**Problem to work on:** From the first line to the last, copy the data exactly.

**Data excerpts:**
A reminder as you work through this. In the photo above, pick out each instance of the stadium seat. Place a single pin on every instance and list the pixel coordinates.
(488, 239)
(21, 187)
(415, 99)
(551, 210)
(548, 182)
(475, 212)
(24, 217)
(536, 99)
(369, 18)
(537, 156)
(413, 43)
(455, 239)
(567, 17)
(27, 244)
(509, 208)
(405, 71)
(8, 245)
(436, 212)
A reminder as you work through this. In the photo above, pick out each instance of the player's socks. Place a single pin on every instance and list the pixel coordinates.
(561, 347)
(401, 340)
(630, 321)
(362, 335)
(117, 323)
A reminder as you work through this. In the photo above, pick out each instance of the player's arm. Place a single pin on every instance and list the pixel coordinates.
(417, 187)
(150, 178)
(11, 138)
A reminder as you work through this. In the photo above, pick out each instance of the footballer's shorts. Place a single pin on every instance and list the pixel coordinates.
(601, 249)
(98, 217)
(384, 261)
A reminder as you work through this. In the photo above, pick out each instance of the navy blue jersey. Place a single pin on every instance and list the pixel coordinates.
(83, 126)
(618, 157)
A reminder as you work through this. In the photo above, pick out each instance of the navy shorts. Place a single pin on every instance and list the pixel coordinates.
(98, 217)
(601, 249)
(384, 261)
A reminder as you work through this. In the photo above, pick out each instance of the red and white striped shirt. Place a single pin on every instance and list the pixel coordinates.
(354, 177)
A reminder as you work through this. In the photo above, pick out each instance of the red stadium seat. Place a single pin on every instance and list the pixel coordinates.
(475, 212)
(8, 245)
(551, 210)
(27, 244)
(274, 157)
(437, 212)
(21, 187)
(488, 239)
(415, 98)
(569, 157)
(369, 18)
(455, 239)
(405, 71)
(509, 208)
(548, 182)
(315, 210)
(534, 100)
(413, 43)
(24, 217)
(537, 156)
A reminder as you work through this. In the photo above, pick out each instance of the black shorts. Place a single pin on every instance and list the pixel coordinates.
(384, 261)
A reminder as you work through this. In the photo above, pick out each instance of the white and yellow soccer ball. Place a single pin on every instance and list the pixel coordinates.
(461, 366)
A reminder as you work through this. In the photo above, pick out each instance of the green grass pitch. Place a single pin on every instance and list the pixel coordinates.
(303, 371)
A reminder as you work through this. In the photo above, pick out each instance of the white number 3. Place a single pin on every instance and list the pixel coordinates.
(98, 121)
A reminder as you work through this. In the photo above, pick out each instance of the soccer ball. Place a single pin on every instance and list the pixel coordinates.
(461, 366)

**Finished task:**
A reminder as you work through this. In the photo above, pick out each instance of the stadium seat. Place a single pin on every instance and list the pixel coordinates.
(488, 239)
(21, 187)
(415, 99)
(551, 210)
(548, 182)
(475, 212)
(24, 217)
(536, 99)
(369, 18)
(537, 156)
(413, 43)
(455, 239)
(567, 17)
(27, 244)
(509, 208)
(405, 71)
(8, 245)
(436, 212)
A reminder as you work through this. In the photo above, pick out each instance of the player's socks. Place a single pin on every instance and list the pixel coordinates.
(561, 347)
(401, 340)
(630, 321)
(362, 335)
(117, 323)
A reminder as you work through this. In the photo above, pick out each instance of the player's arm. Place a single pin on every instance and list the pixel coordinates.
(417, 187)
(150, 178)
(11, 138)
A reminder as you work through this. In the photo above, pick out each instance of the footballer's shorts. Place a single pin on every instance and list the pixel coordinates.
(601, 249)
(98, 217)
(384, 261)
A reminder as you work through this. In the photo above, pick out each instance of the navy blue jersey. Place a single pin on every instance and list the pixel coordinates.
(83, 126)
(618, 157)
A reminder as you work through this. In the photo above, pick out each instance of the navy shorts. Place a single pin on every instance and list the pixel coordinates.
(98, 217)
(601, 249)
(384, 261)
A reminder as you work through this. In the photo above, pick out each instance of the red and white striped shirt. Place a single pin on every instance and list the pixel coordinates.
(354, 177)
A reminder as you work through this. In the photo above, pick out each instance of the red stadium seat. Place a single pin on every instance and list the pixel coordinates.
(475, 212)
(8, 245)
(551, 210)
(27, 244)
(274, 157)
(437, 212)
(21, 187)
(488, 239)
(415, 98)
(569, 157)
(369, 18)
(455, 239)
(405, 71)
(509, 208)
(548, 182)
(315, 210)
(534, 100)
(413, 43)
(24, 217)
(537, 156)
A reminder as you work through this. In the photo above, pick out each instance of the black shorts. Place a single pin on every instance and list the pixel coordinates.
(384, 261)
A reminder as you work through this. In the photo above, pick out each instance of the white and yellow soccer ball. Place a single pin on every instance and list the pixel coordinates.
(461, 366)
A reminder as you work through this. In the photo above, pick out each instance of the green grass pitch. Place a single pin on every instance and list the pixel coordinates.
(303, 371)
A reminder as you work through this. In the photo above, pick out each instance of the white number 3. Place a single pin on every instance and list the pixel coordinates.
(98, 121)
A reminder as you work through this. In the photo above, pick out each instance of the soccer ball. Place a single pin on every instance and list the pixel coordinates.
(461, 366)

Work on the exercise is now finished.